**EXERCISE DESCRIPTION:**
Copy out word for word the entries below, beginning at the line that contains "Can you locate the sea" and continuing through the last line of the entries.

**DATA FOR PROCESSING:**
start
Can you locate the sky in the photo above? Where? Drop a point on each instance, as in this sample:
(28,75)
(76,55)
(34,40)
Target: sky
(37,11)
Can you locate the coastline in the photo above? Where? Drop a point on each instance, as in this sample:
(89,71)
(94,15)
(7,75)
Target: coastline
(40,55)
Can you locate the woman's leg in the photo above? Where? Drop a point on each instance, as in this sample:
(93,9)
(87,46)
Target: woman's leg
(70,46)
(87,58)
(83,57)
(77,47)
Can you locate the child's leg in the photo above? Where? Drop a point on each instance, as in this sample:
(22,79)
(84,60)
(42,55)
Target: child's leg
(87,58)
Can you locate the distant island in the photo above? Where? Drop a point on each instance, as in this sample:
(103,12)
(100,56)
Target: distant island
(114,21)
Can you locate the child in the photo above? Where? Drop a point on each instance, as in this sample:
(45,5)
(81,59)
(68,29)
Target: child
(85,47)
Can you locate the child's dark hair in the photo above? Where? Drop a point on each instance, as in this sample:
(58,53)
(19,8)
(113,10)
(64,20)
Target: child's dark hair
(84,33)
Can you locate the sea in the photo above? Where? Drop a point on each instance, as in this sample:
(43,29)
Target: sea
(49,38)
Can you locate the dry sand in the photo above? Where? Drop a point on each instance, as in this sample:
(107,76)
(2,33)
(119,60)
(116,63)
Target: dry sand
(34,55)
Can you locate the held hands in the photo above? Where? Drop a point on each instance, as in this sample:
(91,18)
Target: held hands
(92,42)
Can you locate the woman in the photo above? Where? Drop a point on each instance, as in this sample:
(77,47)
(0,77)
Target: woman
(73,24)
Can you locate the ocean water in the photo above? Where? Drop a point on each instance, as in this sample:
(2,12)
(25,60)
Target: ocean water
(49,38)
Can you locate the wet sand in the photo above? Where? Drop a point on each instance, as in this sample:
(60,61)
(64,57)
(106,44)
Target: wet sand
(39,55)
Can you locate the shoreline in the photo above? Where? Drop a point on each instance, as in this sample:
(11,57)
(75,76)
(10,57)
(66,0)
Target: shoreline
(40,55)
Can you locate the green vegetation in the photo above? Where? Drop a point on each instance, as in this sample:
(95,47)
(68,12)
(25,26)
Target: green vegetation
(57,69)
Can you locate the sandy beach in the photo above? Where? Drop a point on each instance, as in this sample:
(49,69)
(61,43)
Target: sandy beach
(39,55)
end
**TASK RESULT:**
Can you locate the sea in the photo above? Where? Drop a point on each instance, as in this sample:
(43,29)
Target: sea
(49,38)
Can you locate the dry sand in the photo above? Where? Drop a point on each instance, as in this sample:
(107,76)
(2,33)
(119,60)
(116,63)
Target: dry sand
(34,55)
Can you locate the held hands in the photo above? Where? Drop a point on each instance, as in this sample:
(91,18)
Target: held hands
(92,42)
Can you locate the woman in the photo above? Where? Drop a point on each instance, as in this sample:
(77,47)
(0,77)
Target: woman
(73,24)
Can you locate the ocean water in the photo above? Where? Drop a point on each instance, as in this sample:
(2,12)
(25,60)
Target: ocean water
(49,38)
Can you locate the wet sand in the photo above? Where? Drop a point on each instance, as in this sample:
(60,61)
(64,57)
(106,44)
Target: wet sand
(39,55)
Can you locate the shoreline in the photo above? Where? Drop a point on each instance, as in this sample:
(11,57)
(75,76)
(10,57)
(66,0)
Target: shoreline
(40,55)
Can you locate the green vegetation in the photo above? Where? Drop a point on each instance, as in this sample:
(95,47)
(68,12)
(25,26)
Target: green vegetation
(57,69)
Can you locate the sandy beach in the photo above? Where? Drop a point on each instance, as in this sample:
(49,69)
(61,43)
Target: sandy beach
(39,55)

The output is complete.